-- Begin RECORDED INFORMATION --

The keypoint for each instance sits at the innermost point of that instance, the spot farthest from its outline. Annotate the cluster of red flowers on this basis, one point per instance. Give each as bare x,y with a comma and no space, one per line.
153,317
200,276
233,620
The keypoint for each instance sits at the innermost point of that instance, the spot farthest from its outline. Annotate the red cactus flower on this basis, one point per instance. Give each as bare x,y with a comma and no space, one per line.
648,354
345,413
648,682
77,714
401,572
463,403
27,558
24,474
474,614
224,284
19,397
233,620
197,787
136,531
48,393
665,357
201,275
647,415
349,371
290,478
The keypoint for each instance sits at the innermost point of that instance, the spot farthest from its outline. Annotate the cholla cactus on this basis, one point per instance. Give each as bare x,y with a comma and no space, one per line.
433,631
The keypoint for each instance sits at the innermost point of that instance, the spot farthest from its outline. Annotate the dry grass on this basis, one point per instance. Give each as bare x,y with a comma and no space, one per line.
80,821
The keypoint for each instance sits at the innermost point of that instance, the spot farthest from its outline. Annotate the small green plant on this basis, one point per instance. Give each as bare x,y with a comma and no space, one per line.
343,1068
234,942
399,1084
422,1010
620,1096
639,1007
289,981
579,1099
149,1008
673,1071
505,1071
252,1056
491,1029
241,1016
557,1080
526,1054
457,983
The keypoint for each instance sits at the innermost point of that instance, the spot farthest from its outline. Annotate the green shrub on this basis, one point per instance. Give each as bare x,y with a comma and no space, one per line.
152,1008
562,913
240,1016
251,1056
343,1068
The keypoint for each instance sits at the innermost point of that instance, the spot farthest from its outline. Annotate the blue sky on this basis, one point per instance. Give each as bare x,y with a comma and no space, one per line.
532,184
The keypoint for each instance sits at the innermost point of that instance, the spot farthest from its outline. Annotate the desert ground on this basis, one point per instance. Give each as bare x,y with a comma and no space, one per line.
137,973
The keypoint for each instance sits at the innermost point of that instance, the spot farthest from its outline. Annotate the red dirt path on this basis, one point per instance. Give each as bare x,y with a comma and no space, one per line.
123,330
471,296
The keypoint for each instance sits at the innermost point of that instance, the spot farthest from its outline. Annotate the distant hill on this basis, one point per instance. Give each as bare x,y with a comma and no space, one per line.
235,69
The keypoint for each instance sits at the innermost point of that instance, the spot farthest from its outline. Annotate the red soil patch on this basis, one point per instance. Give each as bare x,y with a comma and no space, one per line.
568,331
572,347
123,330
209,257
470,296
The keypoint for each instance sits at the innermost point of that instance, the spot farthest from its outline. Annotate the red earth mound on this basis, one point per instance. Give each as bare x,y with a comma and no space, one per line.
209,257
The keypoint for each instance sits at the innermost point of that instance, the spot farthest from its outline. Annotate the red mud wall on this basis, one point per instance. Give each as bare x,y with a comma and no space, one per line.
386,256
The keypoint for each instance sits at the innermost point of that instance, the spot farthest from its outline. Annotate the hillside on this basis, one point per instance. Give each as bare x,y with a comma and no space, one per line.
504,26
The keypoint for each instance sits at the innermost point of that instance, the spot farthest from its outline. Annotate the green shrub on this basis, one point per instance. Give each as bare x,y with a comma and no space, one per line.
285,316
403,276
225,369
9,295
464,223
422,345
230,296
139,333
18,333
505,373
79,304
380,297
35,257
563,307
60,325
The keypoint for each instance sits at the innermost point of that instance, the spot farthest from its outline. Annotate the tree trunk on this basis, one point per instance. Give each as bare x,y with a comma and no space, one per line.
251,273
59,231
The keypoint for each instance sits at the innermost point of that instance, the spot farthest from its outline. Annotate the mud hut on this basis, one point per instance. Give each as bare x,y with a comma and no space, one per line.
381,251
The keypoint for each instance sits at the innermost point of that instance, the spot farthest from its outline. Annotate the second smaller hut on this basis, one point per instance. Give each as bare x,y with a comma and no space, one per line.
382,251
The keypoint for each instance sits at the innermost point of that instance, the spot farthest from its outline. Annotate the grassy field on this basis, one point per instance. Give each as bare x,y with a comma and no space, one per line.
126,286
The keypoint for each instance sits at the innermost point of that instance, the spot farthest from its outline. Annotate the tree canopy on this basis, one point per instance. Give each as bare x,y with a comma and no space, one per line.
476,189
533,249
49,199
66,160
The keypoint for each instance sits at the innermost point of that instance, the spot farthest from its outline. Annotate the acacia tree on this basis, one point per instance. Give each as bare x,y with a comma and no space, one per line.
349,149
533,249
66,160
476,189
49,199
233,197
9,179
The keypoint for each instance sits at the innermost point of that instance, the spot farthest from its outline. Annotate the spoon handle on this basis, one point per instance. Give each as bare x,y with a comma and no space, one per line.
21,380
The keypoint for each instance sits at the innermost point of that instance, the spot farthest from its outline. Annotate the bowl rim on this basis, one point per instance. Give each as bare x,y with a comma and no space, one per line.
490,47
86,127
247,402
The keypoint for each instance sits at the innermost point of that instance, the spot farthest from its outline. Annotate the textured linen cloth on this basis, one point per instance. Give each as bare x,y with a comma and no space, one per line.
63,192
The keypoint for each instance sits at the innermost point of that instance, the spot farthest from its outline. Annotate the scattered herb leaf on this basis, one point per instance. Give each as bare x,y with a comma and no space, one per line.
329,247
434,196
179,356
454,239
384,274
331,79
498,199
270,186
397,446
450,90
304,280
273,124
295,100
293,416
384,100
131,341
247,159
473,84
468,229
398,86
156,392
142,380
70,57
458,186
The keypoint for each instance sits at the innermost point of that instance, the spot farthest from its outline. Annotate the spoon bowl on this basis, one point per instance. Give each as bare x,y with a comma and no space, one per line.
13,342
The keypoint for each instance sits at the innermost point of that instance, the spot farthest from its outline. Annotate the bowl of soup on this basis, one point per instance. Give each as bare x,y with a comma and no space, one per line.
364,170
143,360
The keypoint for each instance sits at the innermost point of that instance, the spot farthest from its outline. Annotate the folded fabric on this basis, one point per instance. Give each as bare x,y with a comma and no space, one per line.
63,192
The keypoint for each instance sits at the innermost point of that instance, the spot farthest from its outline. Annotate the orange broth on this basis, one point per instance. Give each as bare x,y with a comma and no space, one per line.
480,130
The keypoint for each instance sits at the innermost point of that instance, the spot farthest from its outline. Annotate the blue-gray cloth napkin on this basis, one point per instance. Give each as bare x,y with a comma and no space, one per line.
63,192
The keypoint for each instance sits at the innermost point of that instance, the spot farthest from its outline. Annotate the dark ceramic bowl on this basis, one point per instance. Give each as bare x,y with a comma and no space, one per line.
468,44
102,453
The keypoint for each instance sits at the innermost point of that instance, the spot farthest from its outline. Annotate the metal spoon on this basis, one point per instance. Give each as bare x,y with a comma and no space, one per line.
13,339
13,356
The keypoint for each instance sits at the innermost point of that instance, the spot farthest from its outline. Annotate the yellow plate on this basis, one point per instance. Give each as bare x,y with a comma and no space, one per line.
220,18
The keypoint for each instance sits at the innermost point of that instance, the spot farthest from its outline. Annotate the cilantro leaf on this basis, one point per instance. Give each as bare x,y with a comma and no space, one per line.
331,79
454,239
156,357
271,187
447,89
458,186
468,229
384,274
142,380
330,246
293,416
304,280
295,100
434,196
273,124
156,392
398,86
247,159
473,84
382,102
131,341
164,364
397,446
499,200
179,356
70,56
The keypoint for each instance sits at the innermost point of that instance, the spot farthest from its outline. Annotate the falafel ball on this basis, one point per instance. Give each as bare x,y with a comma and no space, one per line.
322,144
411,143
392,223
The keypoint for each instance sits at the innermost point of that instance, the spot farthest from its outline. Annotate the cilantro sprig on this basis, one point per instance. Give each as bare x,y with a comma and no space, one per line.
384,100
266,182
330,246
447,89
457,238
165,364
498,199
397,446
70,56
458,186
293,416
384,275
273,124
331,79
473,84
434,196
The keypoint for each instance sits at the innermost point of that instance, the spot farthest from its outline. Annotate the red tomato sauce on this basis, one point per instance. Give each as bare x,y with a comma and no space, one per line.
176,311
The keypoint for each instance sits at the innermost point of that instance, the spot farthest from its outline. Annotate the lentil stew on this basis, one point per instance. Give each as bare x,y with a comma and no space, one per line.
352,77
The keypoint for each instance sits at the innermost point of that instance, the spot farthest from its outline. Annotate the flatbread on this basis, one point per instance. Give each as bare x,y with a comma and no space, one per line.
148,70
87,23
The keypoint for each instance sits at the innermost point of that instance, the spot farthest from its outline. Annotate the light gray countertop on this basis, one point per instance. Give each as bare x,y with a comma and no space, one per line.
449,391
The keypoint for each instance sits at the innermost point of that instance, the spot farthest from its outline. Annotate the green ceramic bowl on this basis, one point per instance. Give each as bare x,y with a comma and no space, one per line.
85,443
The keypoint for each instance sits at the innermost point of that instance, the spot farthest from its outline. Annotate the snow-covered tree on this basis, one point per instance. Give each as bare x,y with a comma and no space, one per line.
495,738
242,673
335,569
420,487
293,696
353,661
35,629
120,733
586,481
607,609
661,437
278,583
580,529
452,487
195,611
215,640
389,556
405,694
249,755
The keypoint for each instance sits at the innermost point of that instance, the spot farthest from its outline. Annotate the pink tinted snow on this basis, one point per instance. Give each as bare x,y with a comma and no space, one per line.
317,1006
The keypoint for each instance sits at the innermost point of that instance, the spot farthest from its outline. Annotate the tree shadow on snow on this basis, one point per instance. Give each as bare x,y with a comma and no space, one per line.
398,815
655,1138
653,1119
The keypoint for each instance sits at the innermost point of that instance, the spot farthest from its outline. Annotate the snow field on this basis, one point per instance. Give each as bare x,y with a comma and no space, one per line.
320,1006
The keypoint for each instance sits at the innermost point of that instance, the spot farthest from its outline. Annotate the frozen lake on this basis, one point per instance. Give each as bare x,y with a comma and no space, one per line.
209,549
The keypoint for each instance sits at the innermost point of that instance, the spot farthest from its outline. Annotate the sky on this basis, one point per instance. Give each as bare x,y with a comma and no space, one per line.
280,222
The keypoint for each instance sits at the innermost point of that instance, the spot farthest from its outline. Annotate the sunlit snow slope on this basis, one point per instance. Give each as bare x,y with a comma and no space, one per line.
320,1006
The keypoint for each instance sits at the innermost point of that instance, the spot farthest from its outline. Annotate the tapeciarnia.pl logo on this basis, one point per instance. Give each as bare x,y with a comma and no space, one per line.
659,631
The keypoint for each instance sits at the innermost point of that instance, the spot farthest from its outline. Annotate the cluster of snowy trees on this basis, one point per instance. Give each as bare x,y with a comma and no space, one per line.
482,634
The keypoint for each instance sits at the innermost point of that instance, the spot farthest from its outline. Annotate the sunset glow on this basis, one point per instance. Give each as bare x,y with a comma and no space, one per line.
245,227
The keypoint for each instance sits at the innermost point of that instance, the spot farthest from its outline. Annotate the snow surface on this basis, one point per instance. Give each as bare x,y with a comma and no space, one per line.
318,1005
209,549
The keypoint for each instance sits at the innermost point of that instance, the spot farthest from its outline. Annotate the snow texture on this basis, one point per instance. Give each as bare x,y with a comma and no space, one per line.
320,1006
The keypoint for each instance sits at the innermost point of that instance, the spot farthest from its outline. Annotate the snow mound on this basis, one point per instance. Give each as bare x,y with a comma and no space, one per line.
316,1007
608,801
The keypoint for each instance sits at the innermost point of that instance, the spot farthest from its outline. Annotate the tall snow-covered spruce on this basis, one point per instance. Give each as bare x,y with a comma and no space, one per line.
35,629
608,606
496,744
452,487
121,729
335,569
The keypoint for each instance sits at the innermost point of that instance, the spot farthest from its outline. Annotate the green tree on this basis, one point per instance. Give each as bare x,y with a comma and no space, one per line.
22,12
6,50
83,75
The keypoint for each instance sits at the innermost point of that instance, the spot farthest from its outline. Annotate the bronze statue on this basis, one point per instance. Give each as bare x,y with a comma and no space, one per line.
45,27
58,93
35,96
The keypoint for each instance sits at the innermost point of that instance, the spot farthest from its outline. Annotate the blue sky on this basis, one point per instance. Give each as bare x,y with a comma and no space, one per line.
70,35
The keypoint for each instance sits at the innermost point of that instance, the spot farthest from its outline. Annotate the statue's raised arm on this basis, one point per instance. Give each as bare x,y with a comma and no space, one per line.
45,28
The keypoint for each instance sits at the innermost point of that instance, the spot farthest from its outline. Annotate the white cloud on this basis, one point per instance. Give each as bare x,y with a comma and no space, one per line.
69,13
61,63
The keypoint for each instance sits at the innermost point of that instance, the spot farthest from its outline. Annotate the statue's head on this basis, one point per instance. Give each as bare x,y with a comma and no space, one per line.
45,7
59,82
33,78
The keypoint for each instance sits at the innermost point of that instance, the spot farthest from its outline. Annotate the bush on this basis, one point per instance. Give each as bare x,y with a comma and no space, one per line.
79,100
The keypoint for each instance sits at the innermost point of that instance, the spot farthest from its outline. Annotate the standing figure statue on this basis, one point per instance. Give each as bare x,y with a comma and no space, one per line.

-- End RECORDED INFORMATION --

*STATED GOAL:* Everything from the line containing "Annotate the bronze" through the final line of the listing, inclusive, must be reproduced exactly; leave out the rest.

*REPLY TO THE TASK:*
The keypoint for each instance sits at the innermost point of that instance, the spot farthest from its outline. Annotate the bronze statue on this basis, one point per instance. Give each as bare x,y with a comma and no space, one per line.
45,27
58,93
35,96
The keypoint for each instance sits at the innermost point of that instance, the spot farthest from its outline. Annotate the blue sky on this basis, one point per instance. Give each as bare x,y with a comma and no space, one per line.
70,35
The keypoint for each instance sits at the innermost point of that instance, the spot farthest from its outline. Annotate the statue's raised arm on this basis, one point per instance. Give each as bare x,y with a comma and no space, one per line.
45,28
The keypoint for each instance sits at the innermost point of that instance, the spot farthest from its outline. Annotate the white cloud on this basis, one point per instance. Give each as bare x,y with a comma and no space, one per line.
69,13
61,63
The keypoint for each instance sits at the innermost point of that instance, the spot farthest from its outline. Annotate the statue's head on this basis, one point per instance. Give each as bare x,y with a comma and no space, one per line.
45,7
59,82
33,78
The keypoint for each instance sits at the innermost point of that instance, the spot farthest from its outline. Annotate the bush on this basis, one point per instance. Give each as bare x,y with a comma and no space, one per line.
79,100
The keypoint for each instance sits at the innermost point of that instance, the spot farthest from its outline. Annotate the standing figure statue on this basis, one point per instance. Give each as bare x,y with a comma and no space, one per line.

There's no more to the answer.